Stored data rows
=-=-=

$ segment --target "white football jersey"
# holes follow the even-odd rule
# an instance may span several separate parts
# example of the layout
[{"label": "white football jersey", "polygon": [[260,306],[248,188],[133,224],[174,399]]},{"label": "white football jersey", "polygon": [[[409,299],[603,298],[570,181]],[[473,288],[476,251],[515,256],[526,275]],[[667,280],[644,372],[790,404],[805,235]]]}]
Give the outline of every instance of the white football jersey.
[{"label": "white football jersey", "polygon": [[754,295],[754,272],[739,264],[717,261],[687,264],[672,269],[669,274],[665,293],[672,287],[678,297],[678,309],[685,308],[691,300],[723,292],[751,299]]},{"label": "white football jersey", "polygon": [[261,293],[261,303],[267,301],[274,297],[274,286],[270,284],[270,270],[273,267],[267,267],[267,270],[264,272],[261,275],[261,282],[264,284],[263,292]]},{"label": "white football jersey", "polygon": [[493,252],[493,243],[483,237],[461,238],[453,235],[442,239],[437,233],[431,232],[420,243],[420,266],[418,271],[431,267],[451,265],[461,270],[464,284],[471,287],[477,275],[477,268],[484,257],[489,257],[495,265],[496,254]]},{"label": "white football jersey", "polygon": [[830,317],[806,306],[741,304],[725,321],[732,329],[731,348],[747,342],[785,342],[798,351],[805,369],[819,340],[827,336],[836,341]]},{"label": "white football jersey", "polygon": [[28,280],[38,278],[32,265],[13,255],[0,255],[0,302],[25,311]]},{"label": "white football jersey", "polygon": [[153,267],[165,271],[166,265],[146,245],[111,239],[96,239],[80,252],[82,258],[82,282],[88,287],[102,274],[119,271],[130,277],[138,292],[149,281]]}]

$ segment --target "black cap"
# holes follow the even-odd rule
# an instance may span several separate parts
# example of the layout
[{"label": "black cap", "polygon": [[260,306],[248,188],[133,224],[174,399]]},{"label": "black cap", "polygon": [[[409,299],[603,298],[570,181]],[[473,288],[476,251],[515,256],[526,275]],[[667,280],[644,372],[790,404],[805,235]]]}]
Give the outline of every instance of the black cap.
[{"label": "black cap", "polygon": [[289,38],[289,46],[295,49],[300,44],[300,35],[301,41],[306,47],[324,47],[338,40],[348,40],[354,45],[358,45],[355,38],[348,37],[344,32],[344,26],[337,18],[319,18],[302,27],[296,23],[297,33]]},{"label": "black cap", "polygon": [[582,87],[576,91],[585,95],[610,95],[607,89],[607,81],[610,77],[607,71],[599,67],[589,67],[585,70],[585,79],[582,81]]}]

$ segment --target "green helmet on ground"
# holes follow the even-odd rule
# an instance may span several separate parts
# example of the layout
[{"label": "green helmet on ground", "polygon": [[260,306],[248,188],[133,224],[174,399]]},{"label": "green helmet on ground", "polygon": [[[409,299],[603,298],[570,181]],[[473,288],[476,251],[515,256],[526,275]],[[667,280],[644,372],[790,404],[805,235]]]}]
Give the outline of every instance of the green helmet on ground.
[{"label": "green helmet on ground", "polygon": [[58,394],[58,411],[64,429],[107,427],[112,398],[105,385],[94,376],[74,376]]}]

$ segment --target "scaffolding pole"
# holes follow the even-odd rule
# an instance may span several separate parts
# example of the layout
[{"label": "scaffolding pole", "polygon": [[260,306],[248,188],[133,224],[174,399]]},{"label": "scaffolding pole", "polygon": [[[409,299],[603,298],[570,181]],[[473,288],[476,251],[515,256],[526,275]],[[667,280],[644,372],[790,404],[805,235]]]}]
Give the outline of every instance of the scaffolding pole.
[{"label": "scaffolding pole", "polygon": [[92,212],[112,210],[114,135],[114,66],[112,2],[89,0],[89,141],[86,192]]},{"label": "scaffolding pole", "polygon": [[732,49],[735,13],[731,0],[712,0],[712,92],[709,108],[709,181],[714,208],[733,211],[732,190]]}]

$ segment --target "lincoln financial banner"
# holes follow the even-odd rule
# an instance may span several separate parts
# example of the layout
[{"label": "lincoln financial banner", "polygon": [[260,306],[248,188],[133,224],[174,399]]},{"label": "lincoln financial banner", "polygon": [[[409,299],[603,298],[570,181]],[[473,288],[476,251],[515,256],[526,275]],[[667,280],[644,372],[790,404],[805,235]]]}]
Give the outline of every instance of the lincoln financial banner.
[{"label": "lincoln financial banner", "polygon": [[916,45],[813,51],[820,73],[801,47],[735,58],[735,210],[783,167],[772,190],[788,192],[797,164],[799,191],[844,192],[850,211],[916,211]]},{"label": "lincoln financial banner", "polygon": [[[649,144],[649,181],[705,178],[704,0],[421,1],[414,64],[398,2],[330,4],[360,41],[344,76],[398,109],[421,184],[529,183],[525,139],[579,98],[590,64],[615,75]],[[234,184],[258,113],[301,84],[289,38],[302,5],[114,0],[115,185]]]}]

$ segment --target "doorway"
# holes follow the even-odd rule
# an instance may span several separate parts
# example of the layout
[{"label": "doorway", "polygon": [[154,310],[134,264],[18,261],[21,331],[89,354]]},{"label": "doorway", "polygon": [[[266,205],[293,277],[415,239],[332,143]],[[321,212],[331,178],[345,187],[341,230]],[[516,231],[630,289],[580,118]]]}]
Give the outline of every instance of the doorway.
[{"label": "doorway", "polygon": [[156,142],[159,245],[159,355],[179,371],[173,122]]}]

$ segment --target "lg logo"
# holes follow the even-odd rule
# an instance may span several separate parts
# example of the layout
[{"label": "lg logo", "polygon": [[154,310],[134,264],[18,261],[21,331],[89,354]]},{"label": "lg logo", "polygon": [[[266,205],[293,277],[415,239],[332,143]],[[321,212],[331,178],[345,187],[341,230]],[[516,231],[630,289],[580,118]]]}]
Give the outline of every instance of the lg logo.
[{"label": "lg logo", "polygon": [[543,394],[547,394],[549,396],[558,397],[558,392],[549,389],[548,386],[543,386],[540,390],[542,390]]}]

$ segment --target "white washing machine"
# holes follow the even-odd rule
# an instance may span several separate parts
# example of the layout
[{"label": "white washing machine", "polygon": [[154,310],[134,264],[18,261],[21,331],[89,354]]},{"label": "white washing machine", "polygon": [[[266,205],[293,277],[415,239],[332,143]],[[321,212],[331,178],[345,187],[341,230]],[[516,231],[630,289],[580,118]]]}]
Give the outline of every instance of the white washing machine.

=-=-=

Return every one of the rows above word for word, without changing, adding, or leaving out anything.

• _ANSWER FOR THIS EXERCISE_
$ segment --target "white football jersey"
# holes follow the even-odd rule
# an instance may span several separate parts
# example of the layout
[{"label": "white football jersey", "polygon": [[260,306],[248,188],[133,224],[174,399]]},{"label": "white football jersey", "polygon": [[[409,299],[603,298],[570,181]],[[473,288],[476,251],[515,256],[526,275]],[[667,280],[644,372],[790,404],[805,235]]]}]
Give the outline of every instance of the white football jersey.
[{"label": "white football jersey", "polygon": [[754,295],[754,272],[739,264],[717,261],[687,264],[672,269],[669,274],[665,293],[672,287],[678,297],[678,309],[685,308],[691,300],[723,292],[751,299]]},{"label": "white football jersey", "polygon": [[261,293],[261,303],[267,301],[274,297],[274,286],[270,284],[270,270],[273,267],[267,267],[267,270],[264,272],[261,275],[261,282],[264,284],[263,292]]},{"label": "white football jersey", "polygon": [[493,252],[493,243],[483,237],[461,238],[453,235],[442,239],[437,233],[431,232],[420,243],[420,266],[418,271],[431,267],[451,265],[461,270],[464,284],[471,287],[477,275],[477,268],[484,257],[489,257],[495,265],[496,254]]},{"label": "white football jersey", "polygon": [[830,317],[806,306],[741,304],[725,321],[732,329],[731,348],[747,342],[785,342],[798,351],[805,369],[819,340],[827,336],[836,341]]},{"label": "white football jersey", "polygon": [[28,280],[38,278],[32,265],[13,255],[0,255],[0,302],[25,311]]},{"label": "white football jersey", "polygon": [[153,267],[165,271],[166,265],[146,245],[111,239],[96,239],[80,252],[82,258],[82,282],[88,287],[102,274],[119,271],[130,277],[138,292],[149,281]]}]

$ segment --target "black cap"
# holes follow the even-odd rule
# an instance may span several separate parts
# example of the layout
[{"label": "black cap", "polygon": [[260,306],[248,188],[133,224],[174,399]]},{"label": "black cap", "polygon": [[[409,299],[603,298],[570,181]],[[473,288],[476,251],[515,256],[526,275]],[[667,280],[644,372],[790,404],[805,235]]]}]
Give the outline of every instance of the black cap.
[{"label": "black cap", "polygon": [[289,38],[289,46],[295,49],[300,44],[300,35],[301,41],[306,47],[324,47],[338,40],[348,40],[354,45],[358,45],[355,38],[348,37],[344,32],[344,26],[337,18],[319,18],[302,27],[296,23],[297,33]]},{"label": "black cap", "polygon": [[582,87],[576,91],[585,95],[610,95],[607,89],[607,81],[610,77],[607,71],[599,67],[589,67],[585,70],[585,79],[582,81]]}]

$ segment --target "green helmet on ground"
# holes follow the even-odd rule
# an instance may span several separate parts
# example of the layout
[{"label": "green helmet on ground", "polygon": [[260,306],[248,188],[133,224],[174,399]]},{"label": "green helmet on ground", "polygon": [[[409,299],[603,298],[570,181]],[[473,288],[476,251],[515,256],[526,275]],[[667,280],[644,372],[790,404],[805,235]]]}]
Give the outline of every instance of the green helmet on ground.
[{"label": "green helmet on ground", "polygon": [[58,394],[58,411],[64,429],[107,427],[112,398],[105,385],[94,376],[74,376]]}]

$ segment --target "scaffolding pole"
# holes follow the even-odd rule
# an instance may span several separate parts
# example of the layout
[{"label": "scaffolding pole", "polygon": [[260,306],[248,188],[133,224],[174,399]]},{"label": "scaffolding pole", "polygon": [[[409,299],[603,298],[570,181]],[[473,288],[476,251],[515,256],[526,275]],[[667,280],[644,372],[790,404],[805,235]]]}]
Give the outline of every instance of the scaffolding pole.
[{"label": "scaffolding pole", "polygon": [[92,212],[112,210],[114,135],[114,66],[112,2],[89,0],[89,141],[86,192]]},{"label": "scaffolding pole", "polygon": [[732,49],[735,13],[731,0],[712,0],[712,92],[709,108],[709,181],[714,208],[733,211],[732,190]]}]

$ segment --target "lincoln financial banner"
# holes follow the even-odd rule
# an instance may span several separate parts
# example of the layout
[{"label": "lincoln financial banner", "polygon": [[260,306],[248,188],[133,224],[174,399]]},{"label": "lincoln financial banner", "polygon": [[[409,299],[603,298],[570,181]],[[473,288],[476,251],[515,256],[526,275]],[[667,280],[644,372],[790,404],[805,235]]]}]
Give the outline of every instance of the lincoln financial banner.
[{"label": "lincoln financial banner", "polygon": [[916,45],[813,51],[820,73],[801,47],[735,58],[735,210],[783,167],[772,190],[788,192],[797,164],[799,191],[844,192],[850,211],[916,211]]},{"label": "lincoln financial banner", "polygon": [[[649,144],[649,181],[705,178],[704,0],[421,1],[414,64],[398,2],[330,4],[360,41],[344,76],[398,109],[421,184],[529,183],[525,139],[579,98],[590,64],[615,75]],[[234,184],[258,113],[301,84],[289,38],[302,5],[114,0],[115,185]]]}]

$ segment --target "doorway"
# holes follow the even-odd rule
# an instance may span several separate parts
# example of the layout
[{"label": "doorway", "polygon": [[154,310],[134,264],[18,261],[21,331],[89,354]]},{"label": "doorway", "polygon": [[[266,205],[293,277],[415,239],[332,143]],[[321,212],[331,178],[345,187],[341,230]],[[516,231],[630,289],[580,118]]]}]
Give the outline of every instance of the doorway.
[{"label": "doorway", "polygon": [[156,142],[159,245],[159,355],[179,371],[173,122]]}]

$ segment --target "lg logo"
# holes follow the even-odd rule
# an instance may span several separate parts
# example of the layout
[{"label": "lg logo", "polygon": [[154,310],[134,264],[18,261],[21,331],[89,354]]},{"label": "lg logo", "polygon": [[[266,205],[293,277],[415,239],[332,143]],[[321,212],[331,178],[345,187],[341,230]],[[516,231],[630,289],[580,118]]]}]
Give the outline of every instance of the lg logo.
[{"label": "lg logo", "polygon": [[543,394],[547,394],[549,396],[558,397],[558,392],[549,389],[548,386],[543,386],[540,390],[542,390]]}]

$ segment --target "white washing machine"
# holes follow the even-odd rule
# an instance may span several separate parts
# example of the layout
[{"label": "white washing machine", "polygon": [[154,310],[134,264],[18,261],[21,331],[89,354]]},{"label": "white washing machine", "polygon": [[[266,205],[293,277],[415,239],[332,143]],[[321,212],[331,178],[345,187],[341,230]],[[516,231],[630,289],[580,118]]]}]
Give the outline of every instance of the white washing machine.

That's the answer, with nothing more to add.